问题:
**a.** 根据关于栈与堆性能对比的摘录，在Rust语言中资源默认分配在哪里？
**b.** 请从关于栈与堆性能对比的摘录结尾处接着续写。

文本摘录:
# # #
栈的性能比堆的性能更好,而且资源是自动管理(离开所在作用域自动释放),听起来栈是完美的,但栈的空间较小,所以在需要性能和减少GC压力的时候,是可以直接在栈分配资源,进行重复使用的.在Rust语言中,资源(对象)是默认分配在栈上,只有使用Box才会分配在堆上.

[Benchmark]
public void StackTest()
{
    Span<int> arr = stackalloc int[1024];
    for (int i = 0; i < arr.Length; i++)
    {
        arr[i] = 0;
    }
}

[Benchmark]
public void HeapTest()
{
    int[] arr = new int[1024];
    for (int i = 0; i < arr.Length; i++)
    {
        arr[i] = i;
    }
}

在栈和堆分配内存性能对比

测试结果得出:使用栈比堆性能更好,无论是在执行效率和GC这一块,栈是完胜堆的.

在.Net SocketPal.Windows.cs源码中:

public static SocketError Send(SafeSocketHandle handle, IList<ArraySegment<byte>> buffers, SocketFlags socketFlags, out int bytesTransferred)
{
    const int StackThreshold = 16; // arbitrary limit to avoid too much space on stack (note: may be over-sized, that's OK - length passed separately)
# # #
研究数据:

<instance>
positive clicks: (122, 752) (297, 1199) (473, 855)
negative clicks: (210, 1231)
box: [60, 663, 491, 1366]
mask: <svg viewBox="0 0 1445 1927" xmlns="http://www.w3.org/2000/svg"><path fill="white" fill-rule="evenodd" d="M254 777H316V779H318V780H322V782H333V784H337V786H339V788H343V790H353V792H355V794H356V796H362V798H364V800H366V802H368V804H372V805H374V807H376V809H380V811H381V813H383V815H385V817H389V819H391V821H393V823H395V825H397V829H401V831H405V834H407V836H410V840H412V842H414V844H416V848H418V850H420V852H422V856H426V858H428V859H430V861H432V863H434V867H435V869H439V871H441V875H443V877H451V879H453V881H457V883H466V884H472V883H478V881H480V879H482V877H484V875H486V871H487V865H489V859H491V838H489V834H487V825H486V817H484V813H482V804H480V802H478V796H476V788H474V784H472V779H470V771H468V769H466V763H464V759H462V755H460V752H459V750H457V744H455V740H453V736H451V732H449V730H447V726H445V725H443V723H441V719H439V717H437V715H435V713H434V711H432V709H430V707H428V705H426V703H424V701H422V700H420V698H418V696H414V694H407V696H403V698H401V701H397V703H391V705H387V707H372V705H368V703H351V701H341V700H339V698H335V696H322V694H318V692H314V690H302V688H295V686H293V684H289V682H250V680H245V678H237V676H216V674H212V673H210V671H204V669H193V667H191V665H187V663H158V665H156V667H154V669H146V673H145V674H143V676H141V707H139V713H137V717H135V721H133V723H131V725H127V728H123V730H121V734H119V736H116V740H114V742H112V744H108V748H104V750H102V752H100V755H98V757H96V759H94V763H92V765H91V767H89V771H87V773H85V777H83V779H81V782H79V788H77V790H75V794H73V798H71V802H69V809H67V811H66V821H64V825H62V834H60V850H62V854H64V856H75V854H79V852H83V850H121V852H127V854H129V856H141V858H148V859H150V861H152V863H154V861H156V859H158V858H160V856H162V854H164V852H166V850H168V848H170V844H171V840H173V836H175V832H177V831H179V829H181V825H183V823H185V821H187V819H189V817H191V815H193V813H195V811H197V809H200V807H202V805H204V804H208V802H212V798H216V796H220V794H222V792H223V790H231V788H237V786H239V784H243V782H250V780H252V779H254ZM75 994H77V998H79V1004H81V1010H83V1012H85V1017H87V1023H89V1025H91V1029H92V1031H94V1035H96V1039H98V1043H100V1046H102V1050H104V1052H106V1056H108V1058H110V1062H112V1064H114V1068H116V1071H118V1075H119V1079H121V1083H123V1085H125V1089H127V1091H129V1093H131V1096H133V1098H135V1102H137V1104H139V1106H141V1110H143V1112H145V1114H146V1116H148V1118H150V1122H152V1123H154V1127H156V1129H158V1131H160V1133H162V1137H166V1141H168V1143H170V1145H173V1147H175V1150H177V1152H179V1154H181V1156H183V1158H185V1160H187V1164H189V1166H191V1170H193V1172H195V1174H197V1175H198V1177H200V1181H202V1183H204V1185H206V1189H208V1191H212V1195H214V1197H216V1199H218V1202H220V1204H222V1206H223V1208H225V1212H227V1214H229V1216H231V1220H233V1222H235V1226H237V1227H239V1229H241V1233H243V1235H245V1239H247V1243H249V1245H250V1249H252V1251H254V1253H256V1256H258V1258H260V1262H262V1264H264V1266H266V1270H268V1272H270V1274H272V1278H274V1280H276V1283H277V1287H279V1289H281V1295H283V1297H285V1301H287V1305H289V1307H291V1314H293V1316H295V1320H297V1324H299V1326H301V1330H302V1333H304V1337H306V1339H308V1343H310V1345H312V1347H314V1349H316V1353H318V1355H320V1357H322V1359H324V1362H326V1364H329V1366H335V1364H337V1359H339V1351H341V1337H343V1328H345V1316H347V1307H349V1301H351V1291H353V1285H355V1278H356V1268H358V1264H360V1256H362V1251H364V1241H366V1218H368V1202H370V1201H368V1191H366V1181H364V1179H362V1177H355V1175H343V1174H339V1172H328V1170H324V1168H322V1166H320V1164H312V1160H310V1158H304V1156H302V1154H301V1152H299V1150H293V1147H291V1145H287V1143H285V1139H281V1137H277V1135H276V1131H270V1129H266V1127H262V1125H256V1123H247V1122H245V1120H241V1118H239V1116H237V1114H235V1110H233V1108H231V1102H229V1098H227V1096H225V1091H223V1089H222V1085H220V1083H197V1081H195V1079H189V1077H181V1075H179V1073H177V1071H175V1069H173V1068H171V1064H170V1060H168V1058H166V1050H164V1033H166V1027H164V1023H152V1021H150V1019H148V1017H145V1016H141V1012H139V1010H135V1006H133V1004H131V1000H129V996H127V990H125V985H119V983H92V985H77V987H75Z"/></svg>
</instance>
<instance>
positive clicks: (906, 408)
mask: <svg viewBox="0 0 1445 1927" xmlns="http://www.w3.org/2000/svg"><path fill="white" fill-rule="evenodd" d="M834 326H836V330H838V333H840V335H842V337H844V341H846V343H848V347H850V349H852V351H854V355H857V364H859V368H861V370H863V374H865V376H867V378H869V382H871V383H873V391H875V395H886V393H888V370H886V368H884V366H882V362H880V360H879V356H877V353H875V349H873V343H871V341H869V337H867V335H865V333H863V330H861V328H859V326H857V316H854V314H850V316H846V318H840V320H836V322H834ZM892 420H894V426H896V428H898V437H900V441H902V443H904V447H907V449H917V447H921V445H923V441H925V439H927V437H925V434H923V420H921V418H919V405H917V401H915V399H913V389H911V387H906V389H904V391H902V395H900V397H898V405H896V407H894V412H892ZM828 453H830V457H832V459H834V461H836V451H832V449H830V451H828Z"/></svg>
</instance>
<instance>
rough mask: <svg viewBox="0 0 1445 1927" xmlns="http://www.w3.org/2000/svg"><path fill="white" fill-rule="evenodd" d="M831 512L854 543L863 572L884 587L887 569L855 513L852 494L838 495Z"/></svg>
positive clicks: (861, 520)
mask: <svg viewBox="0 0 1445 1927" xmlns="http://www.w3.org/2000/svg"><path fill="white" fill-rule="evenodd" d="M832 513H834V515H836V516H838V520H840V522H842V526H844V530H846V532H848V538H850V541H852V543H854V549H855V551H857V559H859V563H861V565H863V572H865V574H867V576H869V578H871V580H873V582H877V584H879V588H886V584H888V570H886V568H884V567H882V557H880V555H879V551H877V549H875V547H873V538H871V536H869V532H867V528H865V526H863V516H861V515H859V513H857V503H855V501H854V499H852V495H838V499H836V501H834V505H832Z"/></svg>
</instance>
# # #
作答结果:
**a.** 默认分配在栈上，只有使用Box时才会分配在堆上。

**b.**
    int count = buffers.Count;
    bool useStack = count <= StackThreshold; //栈空间比较小,判断是否小于或等于16,才会使用栈

    WSABuffer[]? leasedWSA = null;
    GCHandle[]? leasedGC = null;
    Span<WSABuffer> WSABuffers = stackalloc WSABuffer[0];
    Span<GCHandle> objectsToPin = stackalloc GCHandle[0];
    if (useStack)                            //使用栈
    {
        WSABuffers = stackalloc WSABuffer[StackThreshold];
        objectsToPin = stackalloc GCHandle[StackThreshold];
    }
    else                                     //数量较大时,使用池化技术
    {
        WSABuffers = leasedWSA = ArrayPool<WSABuffer>.Shared.Rent(count);
        objectsToPin = leasedGC = ArrayPool<GCHandle>.Shared.Rent(count);
    }
    objectsToPin = objectsToPin.Slice(0, count);
    objectsToPin.Clear(); // note: touched in finally
    //省略一些代码
}


3. 使用池化技术

因为在Socket源码看到使用了池化技术,池化是复用资源(如空间/对象,在有GC的语言是减少资源的分配,就是减少GC回收的次数,降低Full GC的几率)来提高执行效率,从而达到性能的提升.
常见的池化技术:
常见的池化技术,如线程池/内存池/连接池等
惯例来个简单的示例:
[Benchmark]
public void PoolTest()
{
    int[] arr = ArrayPool<int>.Shared.Rent(1024);   //借用内存空间
    for (int i = 0; i < arr.Length; i++)
    {
        arr[i] = i;
    }
    ArrayPool<int>.Shared.Return(arr);              //归还内存空间
}

和栈示例的代码进行性能对比:

使用池化技术,对比直接在堆上,性能对比

得出结果: 使用池化后,没有进行GC回收,执行时间比直接分配堆上要快很多,和使用栈性能相差不大,甚至还略好于使用栈.上面只是使用ArrayPool,没有介绍MemoryPool,用法相差不大.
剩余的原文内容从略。